*** SOURCE EXTRACT ***

How to Choose the Best Electric Radiator Fan | Size & Setup Guide

Which one should you use in your build? When it comes to a puller fan vs pusher fan, the puller fan is the preferred installation method (what you’ll see in most OEM applications today) since pulling the air through the radiator core is more efficient and provides less turbulence through the core. From daily drivers to performance builds, a puller fan is the best option providing there is enough engine bay clearance for installation.

For installations where the engine bay is tight on space and a puller fan cannot be comfortably used, pusher fans are an option. Pusher fans can be used in place of puller fans where there isn’t room to run a puller fan, such as in an engine swap situation, or they can be used to supplement puller fans or aid in additional airflow for the air conditioning condenser or oil cooler (essentially anything that may be mounted in front of the radiator core’s air path). So, as you can see, when it comes to puller vs pusher fan the main issue will usually be mounting space consideration.

*** EXCERPTED DATA ***

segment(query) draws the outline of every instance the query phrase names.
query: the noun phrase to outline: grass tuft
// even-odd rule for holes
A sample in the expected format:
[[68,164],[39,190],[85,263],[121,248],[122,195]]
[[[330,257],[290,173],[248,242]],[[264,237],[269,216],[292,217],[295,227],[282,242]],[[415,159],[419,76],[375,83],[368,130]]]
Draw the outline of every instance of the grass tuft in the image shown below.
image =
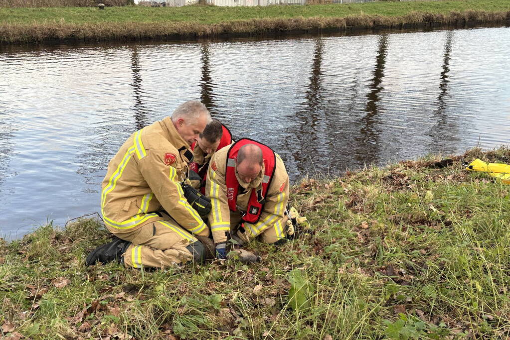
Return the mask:
[[[0,242],[2,336],[76,338],[501,338],[510,332],[510,186],[429,155],[305,179],[312,226],[262,258],[144,272],[84,266],[99,221]],[[44,335],[42,335],[44,334]]]
[[265,7],[2,8],[0,43],[128,41],[510,22],[510,0]]

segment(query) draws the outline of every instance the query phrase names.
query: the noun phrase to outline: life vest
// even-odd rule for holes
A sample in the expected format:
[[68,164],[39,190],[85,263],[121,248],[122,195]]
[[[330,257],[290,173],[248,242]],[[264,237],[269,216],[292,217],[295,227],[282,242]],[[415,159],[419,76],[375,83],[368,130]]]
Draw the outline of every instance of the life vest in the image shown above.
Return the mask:
[[[223,124],[221,124],[221,128],[223,130],[221,134],[221,139],[220,139],[220,144],[218,146],[216,151],[232,144],[232,133],[230,132],[230,130]],[[197,142],[195,141],[191,145],[192,151],[195,150],[196,144]],[[202,186],[200,188],[200,190],[203,194],[206,193],[206,179],[207,178],[207,169],[209,167],[209,161],[210,160],[211,158],[209,158],[208,159],[206,160],[205,162],[203,164],[199,164],[195,162],[190,163],[190,169],[198,174],[200,178],[202,179]]]
[[247,144],[254,144],[260,148],[262,150],[262,158],[264,158],[264,172],[262,188],[258,190],[252,189],[246,213],[242,217],[243,221],[253,224],[259,221],[262,213],[262,208],[266,203],[267,192],[276,168],[276,156],[269,147],[247,138],[239,139],[232,145],[227,153],[225,179],[228,208],[232,211],[237,211],[237,194],[240,186],[236,177],[235,157],[237,157],[241,147]]

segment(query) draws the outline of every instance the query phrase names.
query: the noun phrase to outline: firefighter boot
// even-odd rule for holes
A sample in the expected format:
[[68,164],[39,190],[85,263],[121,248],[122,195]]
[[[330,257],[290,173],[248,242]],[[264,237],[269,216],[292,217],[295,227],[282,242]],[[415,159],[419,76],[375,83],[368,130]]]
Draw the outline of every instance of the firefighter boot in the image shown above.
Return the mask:
[[112,242],[100,245],[92,250],[85,259],[85,265],[88,267],[97,262],[105,264],[112,261],[120,263],[122,254],[131,244],[130,242],[115,237]]

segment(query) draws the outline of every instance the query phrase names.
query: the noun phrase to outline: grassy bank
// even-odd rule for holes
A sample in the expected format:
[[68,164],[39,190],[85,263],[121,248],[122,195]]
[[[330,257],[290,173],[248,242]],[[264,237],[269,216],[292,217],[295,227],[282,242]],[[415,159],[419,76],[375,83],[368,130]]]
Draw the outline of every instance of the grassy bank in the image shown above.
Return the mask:
[[[464,157],[510,163],[510,149]],[[279,249],[252,243],[262,261],[249,266],[85,268],[107,236],[92,220],[4,242],[3,336],[506,338],[510,186],[434,160],[296,185],[313,230]]]
[[504,23],[510,0],[267,7],[0,8],[0,42],[104,41]]

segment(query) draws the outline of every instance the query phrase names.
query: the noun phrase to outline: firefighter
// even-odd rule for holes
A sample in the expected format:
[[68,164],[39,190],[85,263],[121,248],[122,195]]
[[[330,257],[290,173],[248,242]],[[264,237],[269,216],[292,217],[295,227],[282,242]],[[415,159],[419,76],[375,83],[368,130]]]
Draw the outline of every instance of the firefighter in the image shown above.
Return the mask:
[[217,256],[224,258],[229,236],[241,245],[258,238],[279,244],[287,236],[289,176],[269,147],[248,138],[216,152],[209,168],[209,223]]
[[162,268],[202,261],[197,237],[209,230],[184,197],[190,146],[211,116],[197,101],[133,133],[110,161],[103,182],[105,224],[117,238],[94,249],[87,265],[116,260],[126,268]]
[[217,119],[213,119],[198,136],[198,140],[191,145],[193,157],[193,161],[190,163],[190,169],[198,175],[196,180],[192,181],[192,184],[202,194],[206,194],[206,179],[211,157],[218,150],[232,144],[230,130]]

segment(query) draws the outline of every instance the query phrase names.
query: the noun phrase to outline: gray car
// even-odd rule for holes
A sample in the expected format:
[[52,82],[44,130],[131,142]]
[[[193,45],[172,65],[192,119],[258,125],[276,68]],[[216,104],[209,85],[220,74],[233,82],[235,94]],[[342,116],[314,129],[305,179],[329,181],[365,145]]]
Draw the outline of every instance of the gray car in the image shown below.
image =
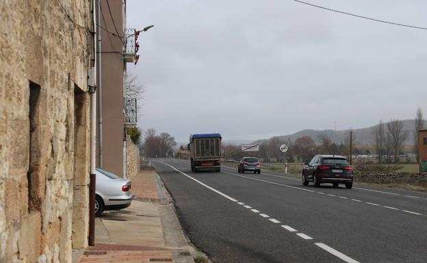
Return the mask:
[[96,168],[95,214],[105,210],[126,208],[131,205],[131,180]]
[[244,174],[246,171],[261,174],[261,163],[256,157],[243,157],[237,166],[237,172]]

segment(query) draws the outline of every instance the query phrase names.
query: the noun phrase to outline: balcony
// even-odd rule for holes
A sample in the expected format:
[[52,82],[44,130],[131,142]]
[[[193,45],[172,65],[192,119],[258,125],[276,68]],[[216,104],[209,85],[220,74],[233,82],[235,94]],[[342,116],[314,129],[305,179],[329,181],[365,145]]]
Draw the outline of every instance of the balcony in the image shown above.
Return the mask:
[[125,29],[125,51],[123,52],[125,61],[134,63],[136,51],[136,31],[135,29]]
[[138,109],[136,98],[125,98],[125,127],[136,126],[138,121]]

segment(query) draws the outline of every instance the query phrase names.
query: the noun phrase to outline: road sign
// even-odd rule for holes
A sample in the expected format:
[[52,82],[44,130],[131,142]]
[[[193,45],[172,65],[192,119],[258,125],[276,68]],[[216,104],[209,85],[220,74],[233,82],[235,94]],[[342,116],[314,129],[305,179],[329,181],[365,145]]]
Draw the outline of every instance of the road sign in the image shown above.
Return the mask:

***

EXERCISES TO COMPLETE:
(1) Summarize the radiator fan guide in two sentences.
(2) According to the radiator fan guide, what is usually the main issue when choosing between a puller fan and a pusher fan?
(3) Extend the radiator fan guide with the next passage, picking up after its final sentence.

TASK-BY-TASK ANSWERS:
(1) Puller fans are the preferred installation method for most builds because pulling air through the radiator core is more efficient and causes less turbulence, provided the engine bay has enough clearance. Where space is too tight, pusher fans can replace puller fans or supplement them to add airflow for components mounted in front of the radiator core, such as an air conditioning condenser or oil cooler.

(2) The main issue is usually mounting space.

(3)
Speaking of using a pusher or puller radiator fan we really need to go over some common misconceptions about their uses as well. Probably the number one comment we hear is "You can just flip the fan to change direction." This could not be further from the truth. You see, a fan is designed to move airflow in a specific direction. This includes the blade angle, motor direction, and more. Just flipping the fan from one side of the radiator to the other and swapping the power and ground wires to spin the fan the opposite way is asking for problems. Another one we see a lot is the statement that pusher fans are just as efficient as puller fans. With all considerations the same (diameter, number of blades, blade angle, etc.) a puller fan will usually be more efficient moving air through the radiator core. Lastly, is the old more fans equal more cooling mantra. This is only true when airflow is optimized (two puller fans with a shroud, or one pusher and one puller, but on opposite sides of the core so they’re not fighting each other).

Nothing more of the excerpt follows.